» **Work item**
What are the lines, copied exactly, from the one containing "even-odd rule for holes" through the last line of the records below, both included?

** Opening Materials provided block **

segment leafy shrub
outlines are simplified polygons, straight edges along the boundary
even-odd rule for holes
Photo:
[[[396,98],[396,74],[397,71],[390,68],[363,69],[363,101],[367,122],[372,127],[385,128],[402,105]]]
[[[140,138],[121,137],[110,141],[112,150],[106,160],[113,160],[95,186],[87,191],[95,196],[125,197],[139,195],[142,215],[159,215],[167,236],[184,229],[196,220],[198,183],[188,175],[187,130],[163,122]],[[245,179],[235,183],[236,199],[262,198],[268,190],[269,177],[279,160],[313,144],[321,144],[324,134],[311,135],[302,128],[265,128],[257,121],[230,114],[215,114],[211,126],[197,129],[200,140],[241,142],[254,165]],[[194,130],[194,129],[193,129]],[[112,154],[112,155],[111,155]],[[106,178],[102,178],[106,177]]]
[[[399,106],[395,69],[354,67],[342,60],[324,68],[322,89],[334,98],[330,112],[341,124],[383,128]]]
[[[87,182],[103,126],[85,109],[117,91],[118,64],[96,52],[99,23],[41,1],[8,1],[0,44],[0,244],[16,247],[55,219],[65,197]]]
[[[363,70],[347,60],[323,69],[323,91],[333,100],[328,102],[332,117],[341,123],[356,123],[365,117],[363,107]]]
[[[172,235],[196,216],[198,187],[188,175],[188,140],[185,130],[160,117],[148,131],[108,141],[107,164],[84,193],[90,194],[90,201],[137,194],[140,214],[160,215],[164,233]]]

** Closing Materials provided block **

» **Answer below**
even-odd rule for holes
Photo:
[[[396,98],[396,74],[397,71],[390,68],[363,69],[363,101],[367,122],[372,127],[385,128],[402,105]]]
[[[140,138],[121,137],[110,141],[112,150],[106,160],[113,160],[95,186],[87,191],[95,196],[125,197],[139,195],[142,215],[159,215],[167,236],[184,229],[196,220],[198,183],[188,175],[187,130],[163,122]],[[245,179],[235,183],[236,199],[262,198],[268,190],[269,177],[279,160],[313,144],[321,144],[324,134],[311,135],[302,128],[265,128],[257,121],[230,114],[215,114],[211,126],[197,129],[200,140],[241,142],[254,165]],[[194,130],[194,129],[193,129]],[[112,154],[112,155],[111,155]],[[106,178],[102,178],[106,177]]]
[[[399,106],[395,69],[354,67],[342,60],[324,68],[322,89],[334,98],[330,112],[341,124],[383,128]]]
[[[87,182],[103,126],[85,109],[117,91],[118,64],[96,52],[99,23],[41,1],[8,1],[0,44],[0,244],[16,247],[55,219],[65,197]]]
[[[363,70],[347,60],[323,69],[323,91],[333,100],[328,102],[332,117],[341,123],[356,123],[365,117],[363,107]]]
[[[172,235],[196,216],[198,187],[188,175],[188,140],[185,130],[160,117],[148,131],[108,141],[107,164],[84,193],[90,194],[90,201],[137,194],[140,214],[160,215],[164,233]]]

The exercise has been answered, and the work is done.